> **Trecho da página**:
▼▼▼
Na raiz de muitos dos desrespeitos que acontecem diariamente está o hábito de não pensar no outro.
Vandeck Santiago (texto)
Arquivo DP (foto)
Se houver uma terceira guerra mundial não sei o que vai acontecer, mas tenho certeza que pelo menos duas espécies sobreviverão: as baratas e o chato de cinema. Este é aquele(a) camarada que empurra as pernas na cadeira (ocupada) da frente, que fala longamente ao celular durante a sessão, que conversa alegremente com a sua companhia, que come durante o filme todo, que fica de pé à sua frente antes de o filme acabar – é um personagem eterno das salas de cinema.
Quando eu era criança não em Barbacena, mas na aprazível Pesqueira (PE) havia um hilário personagem da – vamos generosamente chamar assim – cena cinematográfica local: um cidadão que ia ao cinema para de repente revelar o destino dos personagens ou da história. Aparecia alguém e ele gritava: “Esse morre no fim!”. Ou então, em relação a outro: “Tá se fazendo de bonzinho, mas é o assassino!”. Um Spoiler-man analógico. Os filmes no cinema Moderno de Pesqueira tinham ‘temporadas’ de dois dias na semana e três no final semana. Ele assistia no primeiro dia, e estragava a sessão de quem ia nos dias seguintes. Era odiado por todos nós, recebia suspensões frequentes da gerência do cinema (semanas sem poder entrar).
Trata-se de um caso, porém, talvez de tratamento médico. É diferente de outros que se comportam como se estivessem a sós na sala de casa. Lembro da estreia no Recife de Nascido para matar (1987), no São Luiz. Cinema lotado, ar condicionado precário e, de repente, o espectador ao lado liga um ventilador portátil em forma de caneta. Vrrruuummm… Desligava quando se sentia refrescado, mas logo que o calor voltava ele ligava de novo: vruuummm…
A gente até pode dar o desconto de que nos anos 1970/1980 o comportamento da plateia recebia estímulos da própria publicidade dos filmes e dos cinemas. Nesta foto de 1975, por exemplo, olha o que diz o letreiro ao lado do título do filme: “Você gritará de pavor. Saltará do seu lugar quando assistir Tubarão”… Hoje não tem mais esse tipo de propaganda. Entraram em cena outros componentes. Em 2005 (trinta anos depois do Tubarão que fazia gritar de pavor), assistindo a O segredo de Brokeback Moutain, escutei um cidadão negociar um boi pelo celular. Juro – preços, entrega, tudo. Um boi. Foi demais – a partir dali decidi nunca mais ir ao cinema.
▲▲▲
> **Tarefa**:
Indique se cada afirmação abaixo está de acordo com o trecho acima, respondendo sim ou não e citando literalmente as palavras do trecho que decidem a questão.
1. O espectador de Pesqueira que revelava o destino dos personagens via o filme no primeiro dia de exibição.
2. A estreia de Nascido para matar no Recife aconteceu no cinema Moderno.
3. Em 2005, um espectador negociou um boi pelo celular durante uma sessão.

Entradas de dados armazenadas
▼▼▼
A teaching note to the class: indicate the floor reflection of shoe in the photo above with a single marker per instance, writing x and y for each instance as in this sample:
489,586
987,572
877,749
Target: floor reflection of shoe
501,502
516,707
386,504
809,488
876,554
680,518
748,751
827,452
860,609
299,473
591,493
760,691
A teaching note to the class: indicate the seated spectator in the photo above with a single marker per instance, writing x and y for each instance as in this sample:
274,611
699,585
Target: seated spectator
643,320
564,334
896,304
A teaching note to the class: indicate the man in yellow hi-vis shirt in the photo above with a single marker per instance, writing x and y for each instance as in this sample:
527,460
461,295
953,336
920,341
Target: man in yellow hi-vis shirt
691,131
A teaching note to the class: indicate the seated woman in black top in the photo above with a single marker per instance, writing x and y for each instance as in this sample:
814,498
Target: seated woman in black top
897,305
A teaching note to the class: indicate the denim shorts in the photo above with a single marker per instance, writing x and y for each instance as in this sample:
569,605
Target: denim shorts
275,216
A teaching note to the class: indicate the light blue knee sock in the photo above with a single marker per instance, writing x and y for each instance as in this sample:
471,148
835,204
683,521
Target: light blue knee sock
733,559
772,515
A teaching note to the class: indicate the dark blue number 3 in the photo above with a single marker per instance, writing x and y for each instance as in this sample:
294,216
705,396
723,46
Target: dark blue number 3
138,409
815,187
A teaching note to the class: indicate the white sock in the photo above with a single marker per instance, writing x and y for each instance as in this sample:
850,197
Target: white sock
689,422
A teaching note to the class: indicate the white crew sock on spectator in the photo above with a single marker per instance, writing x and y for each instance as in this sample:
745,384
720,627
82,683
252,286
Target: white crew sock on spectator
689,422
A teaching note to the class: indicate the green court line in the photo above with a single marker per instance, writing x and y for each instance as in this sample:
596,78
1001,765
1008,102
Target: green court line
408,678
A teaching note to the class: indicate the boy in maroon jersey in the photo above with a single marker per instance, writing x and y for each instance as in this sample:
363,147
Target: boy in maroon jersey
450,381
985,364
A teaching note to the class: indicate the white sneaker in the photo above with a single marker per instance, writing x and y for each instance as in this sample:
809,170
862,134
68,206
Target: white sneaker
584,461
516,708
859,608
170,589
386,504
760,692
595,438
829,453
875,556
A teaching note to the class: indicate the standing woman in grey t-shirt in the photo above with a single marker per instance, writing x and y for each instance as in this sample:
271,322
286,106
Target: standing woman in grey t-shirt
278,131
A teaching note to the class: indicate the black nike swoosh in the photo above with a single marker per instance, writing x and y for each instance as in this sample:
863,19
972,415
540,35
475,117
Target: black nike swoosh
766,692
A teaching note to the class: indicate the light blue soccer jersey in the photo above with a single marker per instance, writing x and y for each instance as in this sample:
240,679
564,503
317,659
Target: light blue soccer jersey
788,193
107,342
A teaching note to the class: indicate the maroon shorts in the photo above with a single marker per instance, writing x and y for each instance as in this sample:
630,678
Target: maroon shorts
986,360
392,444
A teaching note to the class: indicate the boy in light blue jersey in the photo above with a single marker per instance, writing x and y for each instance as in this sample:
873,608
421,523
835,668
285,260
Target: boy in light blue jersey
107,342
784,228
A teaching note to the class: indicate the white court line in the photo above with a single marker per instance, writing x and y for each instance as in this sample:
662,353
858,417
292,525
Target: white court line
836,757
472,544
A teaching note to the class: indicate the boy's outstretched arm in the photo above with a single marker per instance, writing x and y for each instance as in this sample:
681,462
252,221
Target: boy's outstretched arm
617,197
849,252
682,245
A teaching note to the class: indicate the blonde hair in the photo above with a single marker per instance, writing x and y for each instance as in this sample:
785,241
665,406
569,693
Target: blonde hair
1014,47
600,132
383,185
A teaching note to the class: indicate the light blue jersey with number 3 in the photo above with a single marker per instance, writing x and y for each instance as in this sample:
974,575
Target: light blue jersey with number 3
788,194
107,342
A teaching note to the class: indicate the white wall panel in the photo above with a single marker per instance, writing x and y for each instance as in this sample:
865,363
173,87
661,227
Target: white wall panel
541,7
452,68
▲▲▲
> **Sua solução**:
1. Sim: “Ele assistia no primeiro dia, e estragava a sessão de quem ia nos dias seguintes.”
2. Não: “Lembro da estreia no Recife de Nascido para matar (1987), no São Luiz.”
3. Sim: “escutei um cidadão negociar um boi pelo celular.”